To do
Please count the lines of the material below that contain the string "sponsor". Give only the number.
- - -
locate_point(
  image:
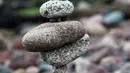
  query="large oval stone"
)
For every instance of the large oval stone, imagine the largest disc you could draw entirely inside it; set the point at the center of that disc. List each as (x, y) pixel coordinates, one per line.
(49, 36)
(56, 8)
(68, 53)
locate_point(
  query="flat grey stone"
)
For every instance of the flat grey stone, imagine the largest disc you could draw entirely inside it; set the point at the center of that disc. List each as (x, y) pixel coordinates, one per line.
(49, 36)
(56, 8)
(66, 54)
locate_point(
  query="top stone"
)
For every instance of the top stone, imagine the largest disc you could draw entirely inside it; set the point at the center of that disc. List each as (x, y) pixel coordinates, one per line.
(56, 8)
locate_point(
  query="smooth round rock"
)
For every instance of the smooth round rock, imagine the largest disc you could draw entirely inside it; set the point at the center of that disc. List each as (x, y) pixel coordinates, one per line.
(56, 8)
(68, 53)
(50, 36)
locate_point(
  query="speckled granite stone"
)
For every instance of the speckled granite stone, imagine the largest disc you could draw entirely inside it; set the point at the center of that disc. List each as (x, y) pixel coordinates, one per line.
(56, 8)
(66, 54)
(50, 36)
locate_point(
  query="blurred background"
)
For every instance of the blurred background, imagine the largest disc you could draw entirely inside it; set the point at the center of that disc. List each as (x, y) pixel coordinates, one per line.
(106, 21)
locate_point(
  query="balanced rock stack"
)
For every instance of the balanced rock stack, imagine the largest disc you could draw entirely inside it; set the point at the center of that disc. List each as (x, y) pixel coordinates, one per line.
(59, 41)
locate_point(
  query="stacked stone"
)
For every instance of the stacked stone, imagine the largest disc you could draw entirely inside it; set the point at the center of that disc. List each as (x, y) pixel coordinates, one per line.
(59, 41)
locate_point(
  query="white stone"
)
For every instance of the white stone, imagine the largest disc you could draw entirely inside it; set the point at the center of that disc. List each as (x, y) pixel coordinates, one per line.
(56, 8)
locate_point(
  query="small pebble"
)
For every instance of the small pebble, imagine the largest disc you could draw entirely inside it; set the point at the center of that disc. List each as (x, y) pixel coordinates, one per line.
(56, 8)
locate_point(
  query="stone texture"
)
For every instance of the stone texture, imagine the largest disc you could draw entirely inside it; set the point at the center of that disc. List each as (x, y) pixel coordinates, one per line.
(53, 8)
(49, 36)
(66, 54)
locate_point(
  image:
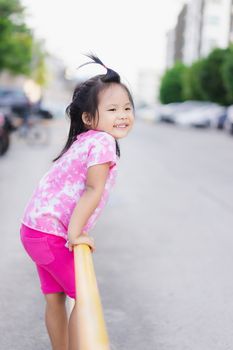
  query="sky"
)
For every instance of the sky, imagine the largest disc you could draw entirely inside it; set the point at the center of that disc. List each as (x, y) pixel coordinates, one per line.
(127, 35)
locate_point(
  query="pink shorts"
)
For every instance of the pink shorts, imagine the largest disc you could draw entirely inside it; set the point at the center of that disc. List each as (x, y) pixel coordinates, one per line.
(54, 262)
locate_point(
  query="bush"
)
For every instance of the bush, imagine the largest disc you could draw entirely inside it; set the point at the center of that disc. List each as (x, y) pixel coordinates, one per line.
(227, 73)
(191, 81)
(212, 87)
(171, 88)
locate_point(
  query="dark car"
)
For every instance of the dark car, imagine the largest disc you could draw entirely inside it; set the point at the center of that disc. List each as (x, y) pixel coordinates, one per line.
(15, 100)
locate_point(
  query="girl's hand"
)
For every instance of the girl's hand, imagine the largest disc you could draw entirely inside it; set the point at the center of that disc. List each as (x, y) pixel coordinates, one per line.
(82, 239)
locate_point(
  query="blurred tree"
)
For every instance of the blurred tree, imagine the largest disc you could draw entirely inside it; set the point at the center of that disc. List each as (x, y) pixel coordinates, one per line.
(191, 81)
(227, 73)
(212, 87)
(171, 88)
(17, 45)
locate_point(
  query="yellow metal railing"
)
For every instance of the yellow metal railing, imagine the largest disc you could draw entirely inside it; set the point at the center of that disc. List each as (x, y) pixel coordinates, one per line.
(92, 332)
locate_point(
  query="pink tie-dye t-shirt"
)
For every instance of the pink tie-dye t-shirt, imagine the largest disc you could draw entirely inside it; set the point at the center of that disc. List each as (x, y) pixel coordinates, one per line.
(53, 201)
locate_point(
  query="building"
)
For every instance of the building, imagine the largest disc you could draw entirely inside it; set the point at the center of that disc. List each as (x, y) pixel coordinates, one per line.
(201, 26)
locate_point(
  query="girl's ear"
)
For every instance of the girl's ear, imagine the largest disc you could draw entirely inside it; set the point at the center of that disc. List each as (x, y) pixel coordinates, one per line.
(86, 119)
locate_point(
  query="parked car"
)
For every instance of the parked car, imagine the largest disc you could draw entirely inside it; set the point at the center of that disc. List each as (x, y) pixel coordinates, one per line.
(206, 115)
(16, 100)
(5, 129)
(147, 112)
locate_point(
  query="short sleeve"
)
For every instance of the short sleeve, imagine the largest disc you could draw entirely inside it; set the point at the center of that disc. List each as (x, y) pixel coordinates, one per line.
(102, 150)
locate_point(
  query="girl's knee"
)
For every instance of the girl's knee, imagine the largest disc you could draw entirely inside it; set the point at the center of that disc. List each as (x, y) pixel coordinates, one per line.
(55, 299)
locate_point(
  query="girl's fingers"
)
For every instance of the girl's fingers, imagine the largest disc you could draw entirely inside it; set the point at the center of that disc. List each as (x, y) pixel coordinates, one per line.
(82, 240)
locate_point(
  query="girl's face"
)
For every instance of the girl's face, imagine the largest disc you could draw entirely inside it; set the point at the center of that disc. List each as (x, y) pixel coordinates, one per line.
(116, 115)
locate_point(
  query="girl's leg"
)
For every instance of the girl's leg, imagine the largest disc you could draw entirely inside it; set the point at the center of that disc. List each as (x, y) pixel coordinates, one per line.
(73, 328)
(56, 320)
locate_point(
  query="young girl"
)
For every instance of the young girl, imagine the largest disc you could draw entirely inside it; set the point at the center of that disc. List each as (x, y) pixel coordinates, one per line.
(71, 195)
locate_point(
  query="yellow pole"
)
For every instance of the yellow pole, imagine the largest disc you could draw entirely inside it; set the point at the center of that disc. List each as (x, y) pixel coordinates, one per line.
(92, 333)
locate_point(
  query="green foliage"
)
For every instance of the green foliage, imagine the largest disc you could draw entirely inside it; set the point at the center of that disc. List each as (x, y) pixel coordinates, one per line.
(212, 86)
(17, 45)
(191, 81)
(171, 89)
(227, 73)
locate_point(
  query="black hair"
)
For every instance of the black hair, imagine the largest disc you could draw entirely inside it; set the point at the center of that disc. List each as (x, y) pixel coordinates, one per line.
(85, 99)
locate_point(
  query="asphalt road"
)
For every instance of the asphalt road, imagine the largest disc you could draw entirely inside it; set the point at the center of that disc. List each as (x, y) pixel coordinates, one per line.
(164, 258)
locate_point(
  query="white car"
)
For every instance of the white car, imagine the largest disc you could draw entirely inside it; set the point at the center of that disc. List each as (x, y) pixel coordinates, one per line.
(207, 115)
(150, 113)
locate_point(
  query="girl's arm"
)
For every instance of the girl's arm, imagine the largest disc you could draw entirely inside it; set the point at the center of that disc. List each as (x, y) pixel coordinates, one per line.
(96, 179)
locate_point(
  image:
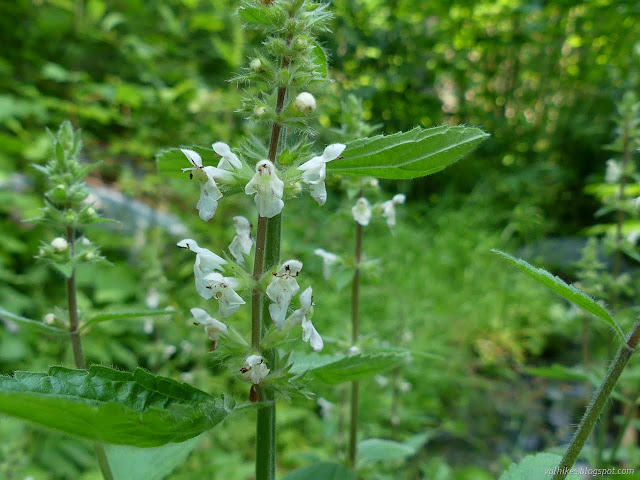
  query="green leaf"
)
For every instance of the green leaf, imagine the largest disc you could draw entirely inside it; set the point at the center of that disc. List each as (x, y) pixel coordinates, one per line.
(379, 450)
(172, 161)
(105, 317)
(111, 406)
(322, 471)
(533, 467)
(569, 292)
(411, 154)
(131, 463)
(32, 324)
(334, 369)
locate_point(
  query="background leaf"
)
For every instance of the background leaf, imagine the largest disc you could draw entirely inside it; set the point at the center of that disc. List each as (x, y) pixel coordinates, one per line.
(131, 463)
(321, 471)
(411, 154)
(334, 369)
(569, 292)
(111, 406)
(533, 467)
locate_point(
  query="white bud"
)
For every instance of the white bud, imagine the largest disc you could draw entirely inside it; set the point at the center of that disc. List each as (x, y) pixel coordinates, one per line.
(305, 102)
(59, 244)
(256, 65)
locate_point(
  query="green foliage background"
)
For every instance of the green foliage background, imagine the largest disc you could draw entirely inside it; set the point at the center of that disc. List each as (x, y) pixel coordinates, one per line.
(138, 76)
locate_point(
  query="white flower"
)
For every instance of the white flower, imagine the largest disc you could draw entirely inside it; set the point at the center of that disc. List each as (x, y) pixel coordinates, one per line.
(229, 160)
(214, 328)
(254, 369)
(302, 316)
(305, 102)
(209, 191)
(389, 208)
(241, 243)
(328, 259)
(282, 289)
(315, 171)
(361, 211)
(613, 173)
(206, 263)
(223, 291)
(59, 244)
(268, 189)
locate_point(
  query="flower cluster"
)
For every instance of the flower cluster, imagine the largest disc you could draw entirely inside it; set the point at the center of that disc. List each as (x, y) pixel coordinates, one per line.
(266, 185)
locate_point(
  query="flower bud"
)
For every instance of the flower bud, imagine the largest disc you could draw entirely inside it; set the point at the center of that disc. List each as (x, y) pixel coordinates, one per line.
(305, 102)
(59, 244)
(256, 65)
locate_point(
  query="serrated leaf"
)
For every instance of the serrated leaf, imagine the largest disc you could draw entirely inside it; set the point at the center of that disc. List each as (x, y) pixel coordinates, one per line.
(131, 463)
(411, 154)
(335, 369)
(105, 317)
(111, 406)
(322, 471)
(534, 467)
(32, 324)
(569, 292)
(380, 450)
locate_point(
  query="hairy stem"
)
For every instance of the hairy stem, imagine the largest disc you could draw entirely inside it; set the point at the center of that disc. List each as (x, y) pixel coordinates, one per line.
(76, 343)
(598, 403)
(355, 335)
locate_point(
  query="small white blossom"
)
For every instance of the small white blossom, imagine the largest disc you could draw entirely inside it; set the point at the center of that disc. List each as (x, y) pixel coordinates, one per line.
(223, 291)
(282, 289)
(229, 160)
(302, 316)
(389, 208)
(328, 259)
(59, 244)
(209, 191)
(214, 328)
(206, 263)
(241, 243)
(254, 369)
(361, 211)
(305, 102)
(267, 188)
(315, 171)
(613, 173)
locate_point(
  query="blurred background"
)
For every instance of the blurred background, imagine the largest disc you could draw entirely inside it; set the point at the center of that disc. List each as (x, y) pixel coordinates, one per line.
(543, 77)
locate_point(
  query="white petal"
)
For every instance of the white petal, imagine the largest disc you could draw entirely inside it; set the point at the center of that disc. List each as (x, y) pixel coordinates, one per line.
(208, 203)
(333, 151)
(193, 157)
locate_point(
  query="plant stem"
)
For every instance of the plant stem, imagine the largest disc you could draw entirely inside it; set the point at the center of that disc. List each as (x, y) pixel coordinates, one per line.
(355, 335)
(76, 343)
(598, 403)
(267, 256)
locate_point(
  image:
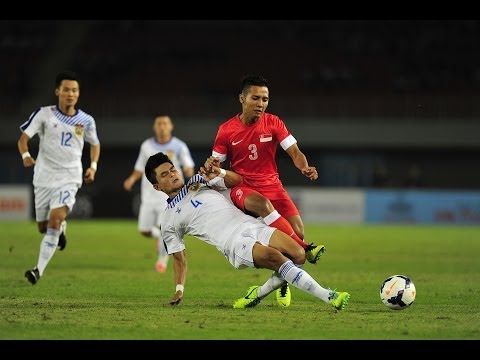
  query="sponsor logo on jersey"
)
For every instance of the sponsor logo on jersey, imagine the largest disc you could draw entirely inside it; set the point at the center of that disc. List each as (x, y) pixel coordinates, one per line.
(265, 137)
(79, 130)
(194, 187)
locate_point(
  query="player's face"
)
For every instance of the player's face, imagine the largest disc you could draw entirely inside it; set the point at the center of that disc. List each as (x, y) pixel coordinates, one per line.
(162, 126)
(68, 93)
(254, 102)
(168, 178)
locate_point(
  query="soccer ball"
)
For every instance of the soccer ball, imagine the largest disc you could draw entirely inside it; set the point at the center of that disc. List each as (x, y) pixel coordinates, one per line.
(397, 292)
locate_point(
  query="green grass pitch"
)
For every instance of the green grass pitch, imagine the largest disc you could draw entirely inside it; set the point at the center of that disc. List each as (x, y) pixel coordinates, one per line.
(103, 286)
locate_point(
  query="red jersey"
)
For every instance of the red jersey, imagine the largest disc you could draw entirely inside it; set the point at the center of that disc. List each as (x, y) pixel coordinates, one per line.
(252, 148)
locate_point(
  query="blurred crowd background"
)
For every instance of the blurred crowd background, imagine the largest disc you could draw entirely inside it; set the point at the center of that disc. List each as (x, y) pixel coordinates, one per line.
(372, 103)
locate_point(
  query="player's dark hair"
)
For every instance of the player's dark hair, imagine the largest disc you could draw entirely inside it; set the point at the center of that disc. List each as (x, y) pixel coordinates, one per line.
(66, 75)
(153, 162)
(251, 80)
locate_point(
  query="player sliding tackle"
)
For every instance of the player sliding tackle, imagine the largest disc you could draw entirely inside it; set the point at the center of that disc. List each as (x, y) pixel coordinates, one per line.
(198, 209)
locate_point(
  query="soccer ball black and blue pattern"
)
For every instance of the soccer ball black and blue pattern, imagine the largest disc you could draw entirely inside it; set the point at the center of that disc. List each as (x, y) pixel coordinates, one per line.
(398, 292)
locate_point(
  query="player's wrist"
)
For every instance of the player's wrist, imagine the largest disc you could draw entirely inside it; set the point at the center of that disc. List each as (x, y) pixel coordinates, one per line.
(25, 155)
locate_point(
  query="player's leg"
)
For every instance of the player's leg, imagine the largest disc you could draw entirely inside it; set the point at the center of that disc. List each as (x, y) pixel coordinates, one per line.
(271, 258)
(285, 206)
(54, 204)
(252, 202)
(162, 255)
(147, 226)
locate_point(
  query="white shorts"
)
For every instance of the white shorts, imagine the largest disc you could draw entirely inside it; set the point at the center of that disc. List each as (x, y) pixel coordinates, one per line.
(53, 198)
(240, 251)
(149, 215)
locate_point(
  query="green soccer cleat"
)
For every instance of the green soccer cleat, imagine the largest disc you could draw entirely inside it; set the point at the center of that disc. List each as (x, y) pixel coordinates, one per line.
(283, 295)
(313, 252)
(338, 299)
(250, 300)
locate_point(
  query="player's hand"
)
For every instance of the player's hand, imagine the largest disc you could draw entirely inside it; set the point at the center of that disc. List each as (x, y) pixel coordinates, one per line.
(211, 162)
(89, 175)
(128, 184)
(177, 298)
(28, 161)
(310, 172)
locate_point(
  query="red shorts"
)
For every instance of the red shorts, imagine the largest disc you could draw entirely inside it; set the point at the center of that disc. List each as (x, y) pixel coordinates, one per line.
(277, 195)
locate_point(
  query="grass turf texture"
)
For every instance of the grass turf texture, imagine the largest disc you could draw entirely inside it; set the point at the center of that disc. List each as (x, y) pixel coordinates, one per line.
(103, 286)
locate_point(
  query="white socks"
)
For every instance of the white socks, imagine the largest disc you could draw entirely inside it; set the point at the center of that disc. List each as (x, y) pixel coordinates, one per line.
- - -
Complete answer
2